| Problem requirements |
Please copy the records below word for word, covering the stretch from the line containing "One keypoint belongs to every instance. Tag the woman's face" through the line containing "(1065, 851)", both lines included, and nothing else.

| Supplied records |
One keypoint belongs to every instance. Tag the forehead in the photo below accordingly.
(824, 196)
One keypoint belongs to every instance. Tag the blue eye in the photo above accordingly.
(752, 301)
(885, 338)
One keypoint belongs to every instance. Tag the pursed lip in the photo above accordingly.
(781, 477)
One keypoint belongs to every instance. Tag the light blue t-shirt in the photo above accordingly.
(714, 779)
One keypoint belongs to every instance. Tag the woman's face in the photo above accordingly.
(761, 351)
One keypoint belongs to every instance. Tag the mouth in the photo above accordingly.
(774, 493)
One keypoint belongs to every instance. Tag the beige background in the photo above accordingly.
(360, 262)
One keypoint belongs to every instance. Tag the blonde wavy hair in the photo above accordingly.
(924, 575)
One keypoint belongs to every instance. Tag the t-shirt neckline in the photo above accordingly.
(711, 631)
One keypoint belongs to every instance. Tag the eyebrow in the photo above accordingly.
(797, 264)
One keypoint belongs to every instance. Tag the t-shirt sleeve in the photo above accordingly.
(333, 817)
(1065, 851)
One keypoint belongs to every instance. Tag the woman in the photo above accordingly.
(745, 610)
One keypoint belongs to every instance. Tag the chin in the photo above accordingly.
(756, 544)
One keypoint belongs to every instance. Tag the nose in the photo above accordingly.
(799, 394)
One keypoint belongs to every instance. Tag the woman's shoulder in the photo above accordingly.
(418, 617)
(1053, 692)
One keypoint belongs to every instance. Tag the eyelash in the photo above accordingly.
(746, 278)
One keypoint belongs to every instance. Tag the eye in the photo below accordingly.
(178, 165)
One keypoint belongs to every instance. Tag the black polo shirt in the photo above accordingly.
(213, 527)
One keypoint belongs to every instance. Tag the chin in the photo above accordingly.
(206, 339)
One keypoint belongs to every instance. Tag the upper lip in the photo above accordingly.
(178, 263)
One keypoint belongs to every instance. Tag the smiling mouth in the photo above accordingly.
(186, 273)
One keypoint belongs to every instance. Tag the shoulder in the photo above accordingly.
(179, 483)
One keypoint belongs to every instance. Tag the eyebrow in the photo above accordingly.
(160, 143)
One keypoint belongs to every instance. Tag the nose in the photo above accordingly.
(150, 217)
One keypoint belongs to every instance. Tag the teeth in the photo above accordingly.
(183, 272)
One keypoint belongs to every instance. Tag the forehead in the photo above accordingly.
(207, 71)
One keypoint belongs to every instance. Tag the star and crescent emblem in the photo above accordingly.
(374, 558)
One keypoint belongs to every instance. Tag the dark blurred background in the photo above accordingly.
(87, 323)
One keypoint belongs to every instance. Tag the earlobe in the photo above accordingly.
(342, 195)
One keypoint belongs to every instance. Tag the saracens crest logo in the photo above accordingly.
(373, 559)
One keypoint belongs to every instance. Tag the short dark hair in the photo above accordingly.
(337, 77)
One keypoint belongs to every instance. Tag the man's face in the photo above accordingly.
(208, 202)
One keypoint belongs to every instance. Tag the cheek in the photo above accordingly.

| The output |
One keypoint belongs to every instance. Tag the woman's face in the photo above accordingly.
(761, 351)
One keypoint belongs to every instance. Tag the mouth in the photo above accordingly.
(774, 493)
One keypoint belongs to every instance. Tag the beige background in the photo above accordingly.
(360, 262)
One keypoint belongs to every instance. Tag the blonde wavy hair in the photo above accordingly.
(924, 575)
One keypoint belongs to every instance. Tag the t-shirt neckline in the photo above accordingly.
(711, 631)
One keypoint belongs to every instance. Tag the eyebrow in the photo above accordingly.
(797, 264)
One keypoint belongs to every instance. Tag the t-shirt sleeve in the photo above accordingly.
(333, 817)
(1065, 851)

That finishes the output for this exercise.